start

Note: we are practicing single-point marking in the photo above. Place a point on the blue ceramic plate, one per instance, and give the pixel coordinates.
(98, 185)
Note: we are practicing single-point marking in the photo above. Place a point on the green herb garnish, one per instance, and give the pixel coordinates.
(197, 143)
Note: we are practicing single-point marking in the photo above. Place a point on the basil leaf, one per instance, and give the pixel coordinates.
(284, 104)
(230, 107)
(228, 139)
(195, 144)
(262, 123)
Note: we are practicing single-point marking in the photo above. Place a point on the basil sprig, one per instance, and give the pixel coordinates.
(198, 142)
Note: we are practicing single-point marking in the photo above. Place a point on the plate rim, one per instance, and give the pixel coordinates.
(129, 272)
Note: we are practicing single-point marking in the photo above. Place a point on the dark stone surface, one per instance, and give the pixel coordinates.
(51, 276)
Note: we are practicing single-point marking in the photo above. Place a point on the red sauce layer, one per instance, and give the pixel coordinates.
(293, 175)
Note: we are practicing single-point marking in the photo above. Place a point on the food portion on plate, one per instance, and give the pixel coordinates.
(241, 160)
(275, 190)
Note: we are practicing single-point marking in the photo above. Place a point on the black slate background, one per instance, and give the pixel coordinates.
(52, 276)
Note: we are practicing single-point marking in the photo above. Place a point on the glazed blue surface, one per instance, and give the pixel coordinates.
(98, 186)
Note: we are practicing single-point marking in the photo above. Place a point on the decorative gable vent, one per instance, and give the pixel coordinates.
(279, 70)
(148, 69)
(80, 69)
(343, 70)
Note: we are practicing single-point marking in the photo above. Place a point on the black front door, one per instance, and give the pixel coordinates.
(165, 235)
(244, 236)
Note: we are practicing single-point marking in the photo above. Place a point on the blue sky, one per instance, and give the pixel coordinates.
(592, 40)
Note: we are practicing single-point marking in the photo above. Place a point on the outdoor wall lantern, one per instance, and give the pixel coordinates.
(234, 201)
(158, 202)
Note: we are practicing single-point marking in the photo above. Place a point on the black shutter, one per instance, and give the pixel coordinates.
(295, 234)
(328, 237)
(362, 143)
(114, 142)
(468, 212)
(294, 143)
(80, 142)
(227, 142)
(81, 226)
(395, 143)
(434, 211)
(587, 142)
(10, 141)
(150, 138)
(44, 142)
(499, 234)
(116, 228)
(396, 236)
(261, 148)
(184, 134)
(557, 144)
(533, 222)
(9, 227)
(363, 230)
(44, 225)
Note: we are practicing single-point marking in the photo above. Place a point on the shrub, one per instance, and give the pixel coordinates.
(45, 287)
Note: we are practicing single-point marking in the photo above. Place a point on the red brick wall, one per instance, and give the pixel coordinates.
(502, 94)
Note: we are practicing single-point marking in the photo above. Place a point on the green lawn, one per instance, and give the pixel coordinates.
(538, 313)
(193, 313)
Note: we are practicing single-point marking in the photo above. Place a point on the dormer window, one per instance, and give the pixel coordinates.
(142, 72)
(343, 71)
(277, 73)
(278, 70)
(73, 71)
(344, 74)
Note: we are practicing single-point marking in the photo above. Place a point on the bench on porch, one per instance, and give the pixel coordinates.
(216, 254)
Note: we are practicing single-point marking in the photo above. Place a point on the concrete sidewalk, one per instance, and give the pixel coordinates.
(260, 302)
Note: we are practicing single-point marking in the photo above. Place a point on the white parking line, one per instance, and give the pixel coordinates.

end

_WHAT YOU HAVE TO DO:_ Please copy the rows from the line containing "on the bench" up to and including the last line of the rows, keeping every character unchanged.

_RESPONSE TO THE TASK:_
Note: we are practicing single-point marking in the photo above. Place a point on the bench on porch, one per instance, and give the pixel coordinates.
(216, 254)
Note: we are practicing single-point marking in the photo above. Place a point on the concrete sidewalk, one per instance, and give the pixel coordinates.
(260, 302)
Note: we are practicing single-point marking in the photo above. Place a point on the white parking line, one per instance, and give the pixel coordinates.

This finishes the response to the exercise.